• **WHAT IS NEEDED**: What's required is a verbatim printout of all the data.

(EXERCISE INPUTS)

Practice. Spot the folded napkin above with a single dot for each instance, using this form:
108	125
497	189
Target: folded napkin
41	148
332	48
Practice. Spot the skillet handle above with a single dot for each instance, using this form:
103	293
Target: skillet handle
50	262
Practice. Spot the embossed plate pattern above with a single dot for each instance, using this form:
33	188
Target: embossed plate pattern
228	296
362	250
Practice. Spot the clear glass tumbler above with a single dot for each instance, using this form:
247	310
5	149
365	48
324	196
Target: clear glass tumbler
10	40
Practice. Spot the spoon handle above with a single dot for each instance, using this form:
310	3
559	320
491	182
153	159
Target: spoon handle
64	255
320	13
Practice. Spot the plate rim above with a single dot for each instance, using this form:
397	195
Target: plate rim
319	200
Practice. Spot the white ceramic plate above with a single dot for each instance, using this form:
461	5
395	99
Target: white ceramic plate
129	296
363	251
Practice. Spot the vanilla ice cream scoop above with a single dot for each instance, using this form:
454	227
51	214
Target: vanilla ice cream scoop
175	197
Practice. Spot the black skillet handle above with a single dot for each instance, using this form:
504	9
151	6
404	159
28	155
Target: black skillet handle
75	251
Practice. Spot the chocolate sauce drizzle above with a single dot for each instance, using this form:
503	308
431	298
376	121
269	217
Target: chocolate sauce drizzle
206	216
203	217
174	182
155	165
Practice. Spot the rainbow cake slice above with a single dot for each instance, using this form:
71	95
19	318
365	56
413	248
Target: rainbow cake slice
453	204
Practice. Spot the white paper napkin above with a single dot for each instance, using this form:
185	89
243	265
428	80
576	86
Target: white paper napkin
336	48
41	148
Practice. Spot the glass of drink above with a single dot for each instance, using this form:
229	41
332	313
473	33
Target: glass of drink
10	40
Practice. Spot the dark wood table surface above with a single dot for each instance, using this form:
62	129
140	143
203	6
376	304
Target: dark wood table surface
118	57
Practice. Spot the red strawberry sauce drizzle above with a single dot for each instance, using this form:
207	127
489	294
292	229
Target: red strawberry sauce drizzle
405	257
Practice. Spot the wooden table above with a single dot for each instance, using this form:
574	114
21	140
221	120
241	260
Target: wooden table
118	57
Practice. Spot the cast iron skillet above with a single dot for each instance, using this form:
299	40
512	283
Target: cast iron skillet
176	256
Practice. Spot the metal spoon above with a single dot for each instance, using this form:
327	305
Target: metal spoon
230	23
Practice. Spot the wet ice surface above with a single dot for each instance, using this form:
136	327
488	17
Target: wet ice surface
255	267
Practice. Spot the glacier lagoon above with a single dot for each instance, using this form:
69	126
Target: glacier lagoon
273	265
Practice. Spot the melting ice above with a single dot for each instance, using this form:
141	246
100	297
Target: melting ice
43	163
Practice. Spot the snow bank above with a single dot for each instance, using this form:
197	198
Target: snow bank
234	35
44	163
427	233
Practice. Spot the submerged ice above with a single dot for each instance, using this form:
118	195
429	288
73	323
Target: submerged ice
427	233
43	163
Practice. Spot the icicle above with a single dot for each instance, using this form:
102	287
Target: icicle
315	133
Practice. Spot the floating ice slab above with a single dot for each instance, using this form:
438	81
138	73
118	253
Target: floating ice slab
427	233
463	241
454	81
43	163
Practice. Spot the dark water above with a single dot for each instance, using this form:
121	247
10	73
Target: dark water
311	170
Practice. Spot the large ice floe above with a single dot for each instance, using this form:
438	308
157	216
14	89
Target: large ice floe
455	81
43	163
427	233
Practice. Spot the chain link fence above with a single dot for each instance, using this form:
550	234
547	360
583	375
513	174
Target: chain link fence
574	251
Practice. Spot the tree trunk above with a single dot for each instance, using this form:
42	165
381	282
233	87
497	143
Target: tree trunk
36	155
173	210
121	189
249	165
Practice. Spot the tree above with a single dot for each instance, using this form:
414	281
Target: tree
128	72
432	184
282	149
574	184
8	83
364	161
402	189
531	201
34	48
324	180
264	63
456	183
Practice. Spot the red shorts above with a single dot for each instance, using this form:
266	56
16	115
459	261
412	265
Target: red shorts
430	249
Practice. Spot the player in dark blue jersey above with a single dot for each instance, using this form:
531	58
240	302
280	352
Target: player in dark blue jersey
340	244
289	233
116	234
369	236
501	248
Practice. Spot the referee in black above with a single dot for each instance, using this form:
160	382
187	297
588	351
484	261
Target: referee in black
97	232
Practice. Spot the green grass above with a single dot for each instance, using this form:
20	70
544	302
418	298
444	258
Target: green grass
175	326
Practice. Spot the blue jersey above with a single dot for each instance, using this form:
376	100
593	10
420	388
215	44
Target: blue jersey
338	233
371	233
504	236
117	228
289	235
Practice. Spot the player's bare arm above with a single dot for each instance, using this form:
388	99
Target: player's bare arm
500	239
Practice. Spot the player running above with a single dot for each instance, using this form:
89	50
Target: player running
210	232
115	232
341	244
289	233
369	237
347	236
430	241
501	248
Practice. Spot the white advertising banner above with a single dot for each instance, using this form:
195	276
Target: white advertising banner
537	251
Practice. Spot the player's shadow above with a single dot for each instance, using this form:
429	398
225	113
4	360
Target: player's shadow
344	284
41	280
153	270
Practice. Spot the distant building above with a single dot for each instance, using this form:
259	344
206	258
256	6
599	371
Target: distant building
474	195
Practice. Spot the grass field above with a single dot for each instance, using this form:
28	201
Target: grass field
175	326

(End EXERCISE INPUTS)

• **EXERCISE OUTPUT**:
Practice. Spot the folded napkin above with a single dot for each instance, using this form:
108	125
497	189
Target: folded napkin
41	148
332	48
Practice. Spot the skillet handle above with a single dot for each instance, using this form:
103	293
Target: skillet handle
50	262
Practice. Spot the embossed plate pattern above with a single dot for each instance, using this form:
33	188
Target: embossed plate pattern
228	296
362	250
Practice. Spot the clear glass tumbler above with a single dot for each instance, using this form:
247	310
5	149
365	48
324	196
Target: clear glass tumbler
10	40
Practice. Spot the spoon handle above with a single dot for each instance, using this form:
310	3
559	320
491	182
153	159
Target: spoon handle
64	255
320	13
Practice. Spot the plate rim above with a single dot for each instance, using this form:
397	195
Target: plate rim
319	200
Practice. Spot the white ceramic plate above with a single dot for each instance, using this form:
461	5
395	99
Target: white ceramic plate
129	296
363	251
Practice. Spot the vanilla ice cream scoop above with a single dot for each instance, using this form:
454	227
51	214
Target: vanilla ice cream scoop
175	197
Practice. Spot the black skillet handle above with a single dot for each instance, using this form:
504	9
151	6
404	159
28	155
Target: black skillet handle
75	251
Practice. Spot the chocolate sauce drizzle above with a single dot for each instance, using this form:
503	308
431	298
376	121
269	217
Target: chocolate sauce drizzle
206	216
203	217
174	182
155	165
Practice. Spot the rainbow cake slice above with a single dot for each instance, using this form:
71	95
19	318
365	56
413	248
Target: rainbow cake slice
453	204
Practice. Spot the white paper napkin above with a single dot for each instance, using this form:
185	89
243	265
428	80
576	86
Target: white paper napkin
336	48
41	148
Practice. Spot the glass of drink above with a single dot for each instance, using this form:
229	41
332	313
473	33
Target: glass of drink
10	40
Practice. Spot the dark wood table surface above with a single dot for each instance, using this form:
62	129
140	143
203	6
376	304
Target: dark wood table surface
118	57
Practice. Spot the red strawberry sauce drizzle above with a single dot for each instance, using this form:
207	127
489	294
292	229
Target: red strawberry sauce drizzle
405	257
Practice. Spot the wooden table above with a single dot for each instance, using this form:
574	114
21	140
221	120
241	260
Target: wooden table
118	57
Practice. Spot the cast iron skillet above with a single dot for each instance, using this form:
299	40
512	283
Target: cast iron skillet
176	256
Practice. Spot the metal spoon above with a single dot for each instance, using this form:
327	305
Target: metal spoon
230	23
Practice. Spot the wet ice surface above with a single dot for each instance, using this form:
136	327
488	17
Target: wet ice surface
255	267
Practice. Spot the glacier lagoon above with a single dot for each instance, using this form:
69	126
Target: glacier lagoon
273	265
Practice. Spot the melting ice above with a single dot for each instance, using this form:
141	246
100	297
Target: melting ice
43	163
Practice. Spot the snow bank above with a single dot for each instance, using this form:
197	198
Target: snow bank
234	35
44	163
427	233
Practice. Spot the submerged ice above with a single dot for each instance, using this form:
118	195
429	288
73	323
Target: submerged ice
427	233
43	163
Practice. Spot the icicle above with a single dot for each instance, using this form:
102	287
Target: icicle
315	133
Practice. Spot the floating ice slab above with a single dot for each instance, using this form:
438	81
138	73
118	253
Target: floating ice slab
427	233
463	241
454	81
43	163
Practice. Spot the dark water above with a single dot for each instance, using this form:
121	247
10	73
Target: dark water
311	170
Practice. Spot the large ice floe above with a single dot for each instance, using this form:
438	308
157	216
14	89
Target: large ice floe
455	81
43	163
427	233
Practice. Spot the chain link fence above with a single dot for each instance, using this form:
550	234
547	360
583	375
513	174
Target: chain link fence
574	251
Practice. Spot the tree trunk above with a single dot for each instance, using this form:
42	165
381	282
233	87
497	143
Target: tree trunk
36	155
173	210
121	189
249	165
Practice. Spot the tree above with a single dot for each instance, using this form:
414	281
Target: tree
128	72
432	184
282	149
574	184
8	83
364	161
402	189
531	201
34	48
324	180
264	63
456	183
Practice. Spot the red shorts above with a single dot for each instance, using this form:
266	56
16	115
459	261
412	265
Target: red shorts
430	249
Practice. Spot the player in dark blue jersey above with a single dot for each instance, using this form:
531	58
240	302
280	352
Target: player in dark blue jersey
340	244
289	233
116	234
369	236
501	248
Practice. Spot the referee in black above with a single dot for each instance, using this form:
160	382
187	297
588	351
484	261
Target: referee in black
97	232
Practice. Spot the green grass above with a single dot for each instance, using this form:
20	70
544	302
418	298
444	258
Target: green grass
175	326
Practice. Spot the blue jersey above with a single dot for each instance, using this form:
376	100
593	10
420	388
215	44
Target: blue jersey
338	233
371	233
504	236
117	228
289	235
Practice. Spot the player's bare arm above with a single dot for each instance, using this form:
388	99
Target: player's bare arm
500	239
Practice. Spot the player running above with a single dot for each instance, using this form:
89	50
Target: player running
210	232
115	232
341	244
289	233
369	237
347	236
430	241
501	248
Practice. Spot the white advertising banner above with a single dot for each instance, using this form:
195	276
Target: white advertising banner
537	251
Practice. Spot the player's shadow above with a single dot for each instance, using this form:
429	398
225	113
4	360
Target: player's shadow
344	284
41	280
153	270
Practice. Spot the distant building above with a single dot for each instance, using this form:
259	344
206	258
256	6
599	371
Target: distant building
474	195
Practice. Spot the grass field above with a single dot for each instance, using this form:
28	201
Target: grass field
175	326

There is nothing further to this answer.